Problem details:
Only a slice of the listing below is wanted. Retype the lines from the one containing "TARGET: row of red flowers" through the one containing "TARGET: black handbag", exactly, both ends included.

Records for processing:

________________________

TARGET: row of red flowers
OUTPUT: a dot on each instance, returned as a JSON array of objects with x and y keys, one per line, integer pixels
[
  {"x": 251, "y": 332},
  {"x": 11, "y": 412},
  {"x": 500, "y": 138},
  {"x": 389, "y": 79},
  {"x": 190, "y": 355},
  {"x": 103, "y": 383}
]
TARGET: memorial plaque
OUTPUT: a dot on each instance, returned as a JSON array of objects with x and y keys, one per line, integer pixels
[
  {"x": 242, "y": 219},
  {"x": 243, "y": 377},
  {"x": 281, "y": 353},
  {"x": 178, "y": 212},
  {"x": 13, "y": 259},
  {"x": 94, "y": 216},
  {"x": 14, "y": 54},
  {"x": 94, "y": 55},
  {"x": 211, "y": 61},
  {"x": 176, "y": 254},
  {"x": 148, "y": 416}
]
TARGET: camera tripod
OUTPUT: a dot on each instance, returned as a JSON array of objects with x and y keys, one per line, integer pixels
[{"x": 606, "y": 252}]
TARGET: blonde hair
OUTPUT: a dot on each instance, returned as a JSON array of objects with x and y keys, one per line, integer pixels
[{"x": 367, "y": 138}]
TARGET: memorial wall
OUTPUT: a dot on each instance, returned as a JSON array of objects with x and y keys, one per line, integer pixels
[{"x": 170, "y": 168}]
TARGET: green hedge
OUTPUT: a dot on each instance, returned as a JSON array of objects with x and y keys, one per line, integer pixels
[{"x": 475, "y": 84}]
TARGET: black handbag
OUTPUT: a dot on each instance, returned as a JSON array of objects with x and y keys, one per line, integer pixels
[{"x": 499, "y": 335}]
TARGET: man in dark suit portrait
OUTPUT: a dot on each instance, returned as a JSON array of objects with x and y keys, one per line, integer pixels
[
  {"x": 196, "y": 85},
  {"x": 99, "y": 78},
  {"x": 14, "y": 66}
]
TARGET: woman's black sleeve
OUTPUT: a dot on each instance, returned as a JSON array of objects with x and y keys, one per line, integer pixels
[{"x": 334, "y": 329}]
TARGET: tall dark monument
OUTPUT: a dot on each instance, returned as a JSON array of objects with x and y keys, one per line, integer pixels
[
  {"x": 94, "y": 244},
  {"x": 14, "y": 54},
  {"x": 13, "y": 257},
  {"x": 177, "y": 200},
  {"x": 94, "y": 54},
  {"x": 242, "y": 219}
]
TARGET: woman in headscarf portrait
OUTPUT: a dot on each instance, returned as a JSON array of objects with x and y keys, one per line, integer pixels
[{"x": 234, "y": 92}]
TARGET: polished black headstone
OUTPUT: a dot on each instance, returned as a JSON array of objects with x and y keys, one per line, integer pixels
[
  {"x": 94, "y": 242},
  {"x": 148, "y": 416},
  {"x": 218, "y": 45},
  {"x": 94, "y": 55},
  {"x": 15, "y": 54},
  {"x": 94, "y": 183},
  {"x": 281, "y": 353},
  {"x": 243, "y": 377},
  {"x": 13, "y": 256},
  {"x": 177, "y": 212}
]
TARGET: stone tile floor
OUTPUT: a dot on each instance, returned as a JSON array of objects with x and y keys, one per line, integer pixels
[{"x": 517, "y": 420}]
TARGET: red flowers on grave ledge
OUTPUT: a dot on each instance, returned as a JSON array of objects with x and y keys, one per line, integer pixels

________________________

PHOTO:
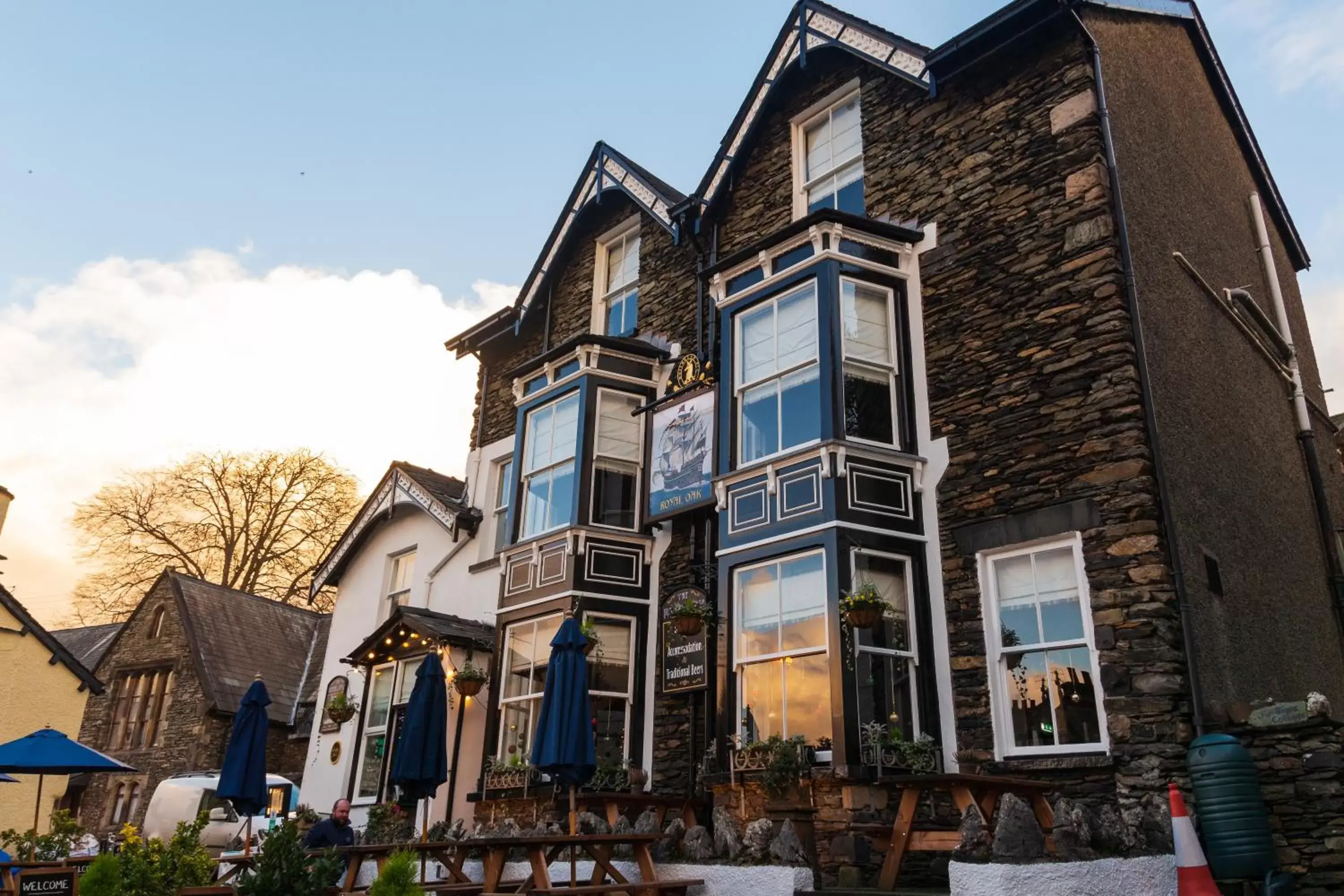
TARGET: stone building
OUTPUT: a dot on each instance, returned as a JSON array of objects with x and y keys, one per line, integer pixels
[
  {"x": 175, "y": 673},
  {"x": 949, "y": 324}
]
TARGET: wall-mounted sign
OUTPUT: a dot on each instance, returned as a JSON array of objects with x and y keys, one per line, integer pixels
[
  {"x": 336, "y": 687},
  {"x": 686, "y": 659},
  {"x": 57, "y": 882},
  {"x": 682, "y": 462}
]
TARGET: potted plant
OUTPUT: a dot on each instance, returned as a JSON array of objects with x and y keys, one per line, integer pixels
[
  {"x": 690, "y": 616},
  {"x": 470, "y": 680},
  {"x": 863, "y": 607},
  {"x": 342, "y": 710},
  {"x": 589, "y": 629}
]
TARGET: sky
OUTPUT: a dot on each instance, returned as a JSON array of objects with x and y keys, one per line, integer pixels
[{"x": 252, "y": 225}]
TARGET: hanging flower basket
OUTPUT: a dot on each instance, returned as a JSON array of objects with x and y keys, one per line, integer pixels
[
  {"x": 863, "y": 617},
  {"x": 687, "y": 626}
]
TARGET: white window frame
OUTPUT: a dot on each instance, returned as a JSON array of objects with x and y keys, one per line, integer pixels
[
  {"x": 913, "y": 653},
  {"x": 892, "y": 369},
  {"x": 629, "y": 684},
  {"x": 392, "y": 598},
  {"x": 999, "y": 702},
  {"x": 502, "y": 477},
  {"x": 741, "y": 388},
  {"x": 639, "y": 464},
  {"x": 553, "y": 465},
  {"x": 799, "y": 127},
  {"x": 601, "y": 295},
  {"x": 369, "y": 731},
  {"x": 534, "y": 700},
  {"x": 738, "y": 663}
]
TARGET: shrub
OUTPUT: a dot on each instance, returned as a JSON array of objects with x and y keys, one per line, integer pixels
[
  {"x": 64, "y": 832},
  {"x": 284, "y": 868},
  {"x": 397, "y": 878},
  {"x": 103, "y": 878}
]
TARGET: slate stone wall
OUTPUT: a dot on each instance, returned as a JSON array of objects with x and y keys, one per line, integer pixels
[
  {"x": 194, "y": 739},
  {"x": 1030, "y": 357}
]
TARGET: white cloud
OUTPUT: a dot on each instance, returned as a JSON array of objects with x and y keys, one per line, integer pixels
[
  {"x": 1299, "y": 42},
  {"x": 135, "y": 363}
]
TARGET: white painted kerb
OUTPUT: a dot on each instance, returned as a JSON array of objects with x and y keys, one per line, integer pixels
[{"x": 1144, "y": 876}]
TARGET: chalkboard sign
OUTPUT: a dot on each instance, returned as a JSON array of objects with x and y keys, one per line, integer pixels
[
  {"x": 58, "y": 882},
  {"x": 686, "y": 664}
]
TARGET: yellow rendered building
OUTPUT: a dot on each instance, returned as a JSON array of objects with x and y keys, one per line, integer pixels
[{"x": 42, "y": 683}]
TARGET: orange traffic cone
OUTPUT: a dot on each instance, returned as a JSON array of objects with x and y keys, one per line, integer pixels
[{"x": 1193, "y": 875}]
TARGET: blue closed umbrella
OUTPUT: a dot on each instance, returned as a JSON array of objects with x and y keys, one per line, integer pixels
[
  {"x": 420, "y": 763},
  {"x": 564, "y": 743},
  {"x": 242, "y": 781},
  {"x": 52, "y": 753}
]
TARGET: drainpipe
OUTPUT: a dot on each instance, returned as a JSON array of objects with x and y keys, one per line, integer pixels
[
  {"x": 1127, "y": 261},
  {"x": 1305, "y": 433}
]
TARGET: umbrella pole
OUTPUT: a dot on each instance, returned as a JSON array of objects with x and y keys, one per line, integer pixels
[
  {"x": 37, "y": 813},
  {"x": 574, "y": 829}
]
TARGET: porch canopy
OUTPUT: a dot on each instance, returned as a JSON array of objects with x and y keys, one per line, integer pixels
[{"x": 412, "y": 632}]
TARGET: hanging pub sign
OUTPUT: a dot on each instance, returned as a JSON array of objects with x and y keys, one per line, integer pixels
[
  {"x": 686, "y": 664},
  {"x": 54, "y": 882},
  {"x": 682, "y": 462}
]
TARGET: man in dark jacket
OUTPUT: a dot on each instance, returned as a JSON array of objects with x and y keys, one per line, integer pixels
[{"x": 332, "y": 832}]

________________________

Result for this task:
TARGET: row of red flowers
OUTPUT: a dot on each instance, returned as a JSON array of objects with x and y keys, one per line, integer pixels
[
  {"x": 251, "y": 332},
  {"x": 11, "y": 412},
  {"x": 500, "y": 138},
  {"x": 389, "y": 79},
  {"x": 190, "y": 355},
  {"x": 103, "y": 383}
]
TARGET: memorial plaque
OUTPUT: a dot on each instance, returned as a JSON array of objects with x and y keys, one per line, integer pixels
[
  {"x": 242, "y": 219},
  {"x": 243, "y": 377},
  {"x": 281, "y": 353},
  {"x": 178, "y": 212},
  {"x": 13, "y": 259},
  {"x": 94, "y": 216},
  {"x": 14, "y": 54},
  {"x": 94, "y": 55},
  {"x": 211, "y": 61},
  {"x": 176, "y": 254},
  {"x": 148, "y": 416}
]
TARGET: camera tripod
OUTPUT: a dot on each instance, returned as a JSON array of objects with x and y keys, one per line, integer pixels
[{"x": 606, "y": 252}]
TARGET: blonde hair
OUTPUT: a dot on each instance, returned as a JSON array of objects with x and y keys, one per line, integer pixels
[{"x": 367, "y": 138}]
TARGET: memorial wall
OUTPUT: a dot on each instance, returned as a JSON array of objects with x and y keys, one per line, integer pixels
[{"x": 170, "y": 168}]
TARGET: green hedge
OUTPUT: a dot on each instance, returned as a JSON array of objects with x and y keys, one per line, integer pixels
[{"x": 475, "y": 84}]
TARGET: black handbag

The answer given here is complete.